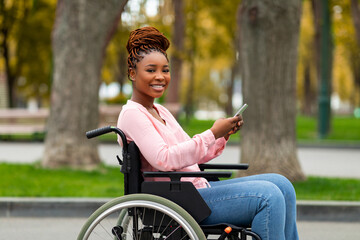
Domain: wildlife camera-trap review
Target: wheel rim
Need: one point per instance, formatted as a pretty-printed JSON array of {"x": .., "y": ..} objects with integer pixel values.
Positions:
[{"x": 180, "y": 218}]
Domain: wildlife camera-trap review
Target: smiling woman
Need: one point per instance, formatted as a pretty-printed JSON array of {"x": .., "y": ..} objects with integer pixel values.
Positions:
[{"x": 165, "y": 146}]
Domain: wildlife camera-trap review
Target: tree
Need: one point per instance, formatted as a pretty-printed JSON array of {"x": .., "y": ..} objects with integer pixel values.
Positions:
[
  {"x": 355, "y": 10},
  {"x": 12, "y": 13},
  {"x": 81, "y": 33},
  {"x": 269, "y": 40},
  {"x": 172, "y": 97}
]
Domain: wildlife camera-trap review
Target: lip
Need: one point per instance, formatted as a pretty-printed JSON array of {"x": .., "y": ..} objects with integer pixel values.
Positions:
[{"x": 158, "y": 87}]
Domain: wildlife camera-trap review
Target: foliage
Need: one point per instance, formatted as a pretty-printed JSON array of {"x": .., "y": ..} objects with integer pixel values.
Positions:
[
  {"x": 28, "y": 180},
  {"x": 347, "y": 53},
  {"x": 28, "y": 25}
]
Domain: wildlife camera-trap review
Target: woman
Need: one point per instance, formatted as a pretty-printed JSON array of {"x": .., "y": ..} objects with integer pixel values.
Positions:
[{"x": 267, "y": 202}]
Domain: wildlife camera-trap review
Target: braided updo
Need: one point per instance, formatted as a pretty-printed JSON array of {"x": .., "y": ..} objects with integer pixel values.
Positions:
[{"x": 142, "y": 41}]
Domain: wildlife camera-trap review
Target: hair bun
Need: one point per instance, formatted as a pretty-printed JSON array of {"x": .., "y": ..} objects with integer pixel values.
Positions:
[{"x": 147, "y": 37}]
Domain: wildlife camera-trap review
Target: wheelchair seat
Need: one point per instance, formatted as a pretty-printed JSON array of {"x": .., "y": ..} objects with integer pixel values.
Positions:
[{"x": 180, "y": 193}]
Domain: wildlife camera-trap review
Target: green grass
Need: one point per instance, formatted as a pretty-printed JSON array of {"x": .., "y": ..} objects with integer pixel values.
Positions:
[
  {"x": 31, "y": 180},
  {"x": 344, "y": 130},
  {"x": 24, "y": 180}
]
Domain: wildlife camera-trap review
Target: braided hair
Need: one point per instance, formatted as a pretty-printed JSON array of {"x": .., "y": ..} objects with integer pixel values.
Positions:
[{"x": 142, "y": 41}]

---

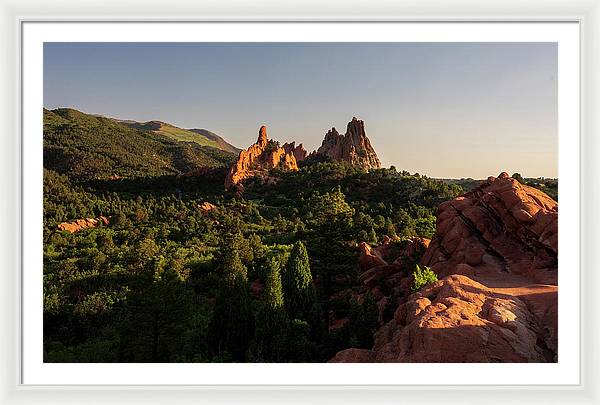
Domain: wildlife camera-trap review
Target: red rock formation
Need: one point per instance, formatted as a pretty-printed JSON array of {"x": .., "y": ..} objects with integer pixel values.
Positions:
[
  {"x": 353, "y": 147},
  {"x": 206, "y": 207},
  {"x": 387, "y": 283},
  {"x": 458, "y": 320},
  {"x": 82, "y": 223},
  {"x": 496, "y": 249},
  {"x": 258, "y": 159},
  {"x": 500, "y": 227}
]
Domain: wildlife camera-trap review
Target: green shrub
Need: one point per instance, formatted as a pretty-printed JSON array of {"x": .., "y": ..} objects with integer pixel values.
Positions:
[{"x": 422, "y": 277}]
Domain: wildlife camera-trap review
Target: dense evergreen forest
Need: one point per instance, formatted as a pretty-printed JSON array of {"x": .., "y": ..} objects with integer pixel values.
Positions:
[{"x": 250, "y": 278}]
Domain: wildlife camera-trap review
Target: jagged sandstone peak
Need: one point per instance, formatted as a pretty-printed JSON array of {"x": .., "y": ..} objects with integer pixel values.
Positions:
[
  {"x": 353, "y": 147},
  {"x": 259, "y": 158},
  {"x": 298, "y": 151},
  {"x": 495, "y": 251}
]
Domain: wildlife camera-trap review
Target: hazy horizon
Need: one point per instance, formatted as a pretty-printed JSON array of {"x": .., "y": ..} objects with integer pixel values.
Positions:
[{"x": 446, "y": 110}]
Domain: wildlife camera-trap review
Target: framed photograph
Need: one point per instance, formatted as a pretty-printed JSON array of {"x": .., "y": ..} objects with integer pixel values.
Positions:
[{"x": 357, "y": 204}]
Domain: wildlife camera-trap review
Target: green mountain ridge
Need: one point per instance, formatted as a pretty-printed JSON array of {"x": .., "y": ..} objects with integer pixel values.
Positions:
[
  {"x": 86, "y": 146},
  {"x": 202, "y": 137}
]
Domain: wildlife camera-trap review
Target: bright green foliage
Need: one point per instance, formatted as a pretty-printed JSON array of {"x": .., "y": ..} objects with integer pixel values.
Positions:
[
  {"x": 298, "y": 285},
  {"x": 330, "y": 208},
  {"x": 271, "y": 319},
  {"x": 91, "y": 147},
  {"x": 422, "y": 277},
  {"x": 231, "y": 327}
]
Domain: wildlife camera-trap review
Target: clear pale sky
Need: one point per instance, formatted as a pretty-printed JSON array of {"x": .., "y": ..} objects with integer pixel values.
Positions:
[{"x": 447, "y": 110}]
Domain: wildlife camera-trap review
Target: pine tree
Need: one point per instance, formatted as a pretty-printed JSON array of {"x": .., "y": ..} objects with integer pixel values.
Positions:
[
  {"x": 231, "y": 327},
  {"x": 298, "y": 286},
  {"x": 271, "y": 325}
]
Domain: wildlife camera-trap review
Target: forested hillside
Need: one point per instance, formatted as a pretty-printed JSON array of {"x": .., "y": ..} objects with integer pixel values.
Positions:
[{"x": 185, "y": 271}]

WORK TO COMPLETE:
Show all lines from the listing above in which "foliage" appears.

RESPONSE FOR THIS EXERCISE:
Target: foliage
Target: bright green foliage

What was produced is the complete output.